» CONSIGNE:
Dans l'extrait sur le cinéma social, recopiez mot pour mot le passage qui va de « Puis vient le » jusqu'à « passage du CNA. » inclus.

-------- EXTRAIT RETENU

Un programme qui plait particulièrement au public. Le long métrage de fiction constitue le clou de la soirée. Les cris d’horreur fusent quand Collé Ardo, le personnage principal du film, se fait fouetter sur la place du village par son mari. Les commentaires vont bon train dans l’assistance, toute la soirée. Les populations saluent le courage de cette femme qui a su défendre les droits de sa fille. D’autant plus que le film est traduit en fulfulde, la langue locale, en simultanée à la diffusion.

Puis vient le débat. Les gens se bousculent pour prendre la parole et parler des violences et discriminations dont les femmes sont victimes : poser des questions, témoigner de leur expérience ou dire simplement leur réticence. Les femmes restent en retrait et se taisent. Mais les jeunes filles brisent le silence et disent leur détermination à s’autodéterminer, face aux hommes qui essaient d’expliquer, de justifier. Le débat est lancé, les discussions au sein de cette communauté se poursuivront bien après le passage du CNA.

Cinéma social 

Le cinéma pour promouvoir l’équité homme-femme, à quelques semaines de la Journée internationale de la femme. Violences physiques et psychologiques, viol, excision, mariage forcé et précoce, scolarisation de la fille, tout y passe. Pour présenter ce projet, la présidente du CNA Cameroun, Stéphanie Dongmo, a donné une conférence de presse le 14 janvier à Maroua. Elle explique que les problèmes cités plus haut limitent les capacités des femmes, les exposent à la dépendance et réduisent leur contribution dans la lutte contre la pauvreté. Aussi, « le but de ce projet est d’amener les femmes, mais aussi les hommes et les jeunes, à prendre conscience des discriminations et des violences dont les femmes sont victimes. Cette prise de conscience va entraîner un changement favorable de comportements, propice à l’autonomisation des femmes ».

Mais pourquoi utiliser le cinéma pour faire passer des messages sociaux ? Stéphanie Dongmo répond : « Il existe une véritable synergie entre cinéma et sensibilisation. Le cinéma est un canal approprié pour la diffusion des messages vecteurs de  développement humain durable. Par le billet de l’imaginaire et de la symbolique, les films que nous projetons permettent à des gens peu informés de percevoir que d’autres choix sont possibles pour leur vie ». Joseph Peyo, le chargé de programme politiques et affaires publiques au Haut-Commissariat du Canada au Cameroun, ajoute: « nous pensons que le CNA est un moyen puissant pour faire passer des messages concernant la promotion des droits de la personne ».

Par cette opération, le CNA Cameroun espère toucher 10 000 personnes. Un public conquis, qu’il reste à fidéliser pour le cinéma africain.

----------------
-------- ENTRÉES PRÉSENTÉES

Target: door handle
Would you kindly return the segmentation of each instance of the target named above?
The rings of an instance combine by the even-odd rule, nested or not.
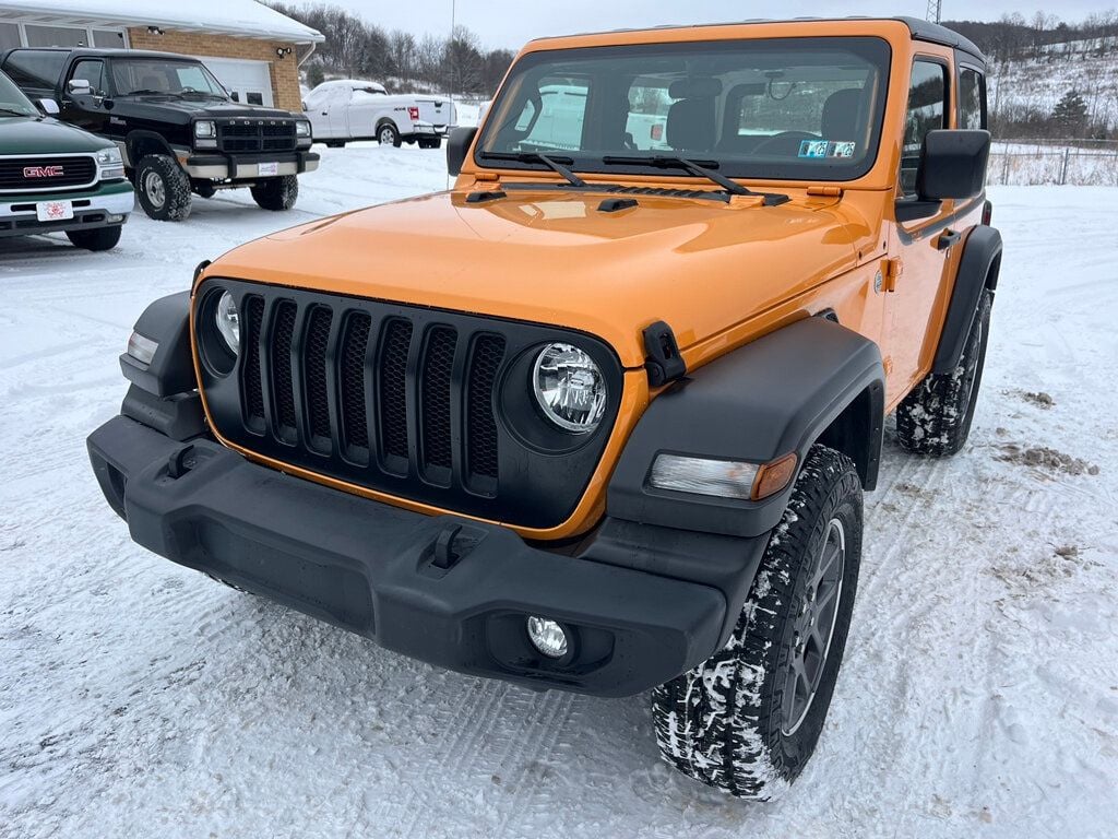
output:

----------------
-------- ENTRÉES PRÉSENTÉES

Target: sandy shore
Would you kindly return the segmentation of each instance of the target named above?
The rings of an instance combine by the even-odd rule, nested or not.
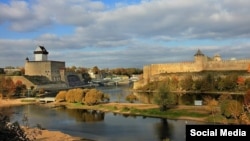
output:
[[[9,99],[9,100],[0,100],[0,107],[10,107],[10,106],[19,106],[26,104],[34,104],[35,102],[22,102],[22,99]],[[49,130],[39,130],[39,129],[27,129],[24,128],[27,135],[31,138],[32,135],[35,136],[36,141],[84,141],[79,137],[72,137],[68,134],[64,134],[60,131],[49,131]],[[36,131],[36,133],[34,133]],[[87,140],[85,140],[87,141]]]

----------------

» CORRIGÉ:
Puis vient le débat. Les gens se bousculent pour prendre la parole et parler des violences et discriminations dont les femmes sont victimes : poser des questions, témoigner de leur expérience ou dire simplement leur réticence. Les femmes restent en retrait et se taisent. Mais les jeunes filles brisent le silence et disent leur détermination à s’autodéterminer, face aux hommes qui essaient d’expliquer, de justifier. Le débat est lancé, les discussions au sein de cette communauté se poursuivront bien après le passage du CNA.